Assignment —
The answer should consist of every record, reproduced exactly.

Data shown —

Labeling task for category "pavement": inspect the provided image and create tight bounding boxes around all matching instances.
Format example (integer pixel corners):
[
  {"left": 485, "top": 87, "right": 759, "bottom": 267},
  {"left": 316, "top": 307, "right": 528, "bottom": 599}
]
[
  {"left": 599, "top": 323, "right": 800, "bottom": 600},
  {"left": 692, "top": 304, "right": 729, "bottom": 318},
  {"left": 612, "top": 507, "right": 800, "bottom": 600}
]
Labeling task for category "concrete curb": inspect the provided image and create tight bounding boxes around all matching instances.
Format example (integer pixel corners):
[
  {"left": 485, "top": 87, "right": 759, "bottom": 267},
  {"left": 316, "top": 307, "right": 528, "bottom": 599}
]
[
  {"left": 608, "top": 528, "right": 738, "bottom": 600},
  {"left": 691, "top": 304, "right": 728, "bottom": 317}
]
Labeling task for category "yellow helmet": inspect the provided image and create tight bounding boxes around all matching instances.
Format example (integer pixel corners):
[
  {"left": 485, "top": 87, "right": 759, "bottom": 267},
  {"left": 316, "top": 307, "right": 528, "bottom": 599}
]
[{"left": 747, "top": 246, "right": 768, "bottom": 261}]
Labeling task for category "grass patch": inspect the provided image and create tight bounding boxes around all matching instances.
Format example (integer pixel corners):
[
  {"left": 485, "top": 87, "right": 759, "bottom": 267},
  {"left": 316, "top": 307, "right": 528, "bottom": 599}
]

Exercise answer —
Labeling task for category "pavement": inspect the provided image and create tight bounding boxes around all matching instances.
Format example (integer pixel corners):
[
  {"left": 485, "top": 87, "right": 759, "bottom": 267},
  {"left": 316, "top": 307, "right": 528, "bottom": 599}
]
[
  {"left": 599, "top": 323, "right": 800, "bottom": 600},
  {"left": 692, "top": 304, "right": 729, "bottom": 318},
  {"left": 612, "top": 507, "right": 800, "bottom": 600}
]
Labeling task for category "concrete curb": inspect the provided image and create tight bounding boxes around all matching instances.
Format example (integer pixel corners):
[
  {"left": 485, "top": 87, "right": 759, "bottom": 267},
  {"left": 316, "top": 307, "right": 528, "bottom": 599}
]
[
  {"left": 608, "top": 528, "right": 738, "bottom": 600},
  {"left": 691, "top": 304, "right": 728, "bottom": 317}
]
Labeling task for category "yellow helmet": inspect the provided image and create tight bounding boxes around all matching instances.
Format example (integer pixel corners):
[
  {"left": 485, "top": 87, "right": 759, "bottom": 267},
  {"left": 316, "top": 307, "right": 528, "bottom": 599}
]
[{"left": 747, "top": 246, "right": 768, "bottom": 261}]
Labeling task for category "grass patch": inspect the provided image and create tight bounding boxes around all matching instances.
Format example (integer pixel corners):
[
  {"left": 485, "top": 87, "right": 759, "bottom": 267},
  {"left": 316, "top": 307, "right": 528, "bottom": 599}
]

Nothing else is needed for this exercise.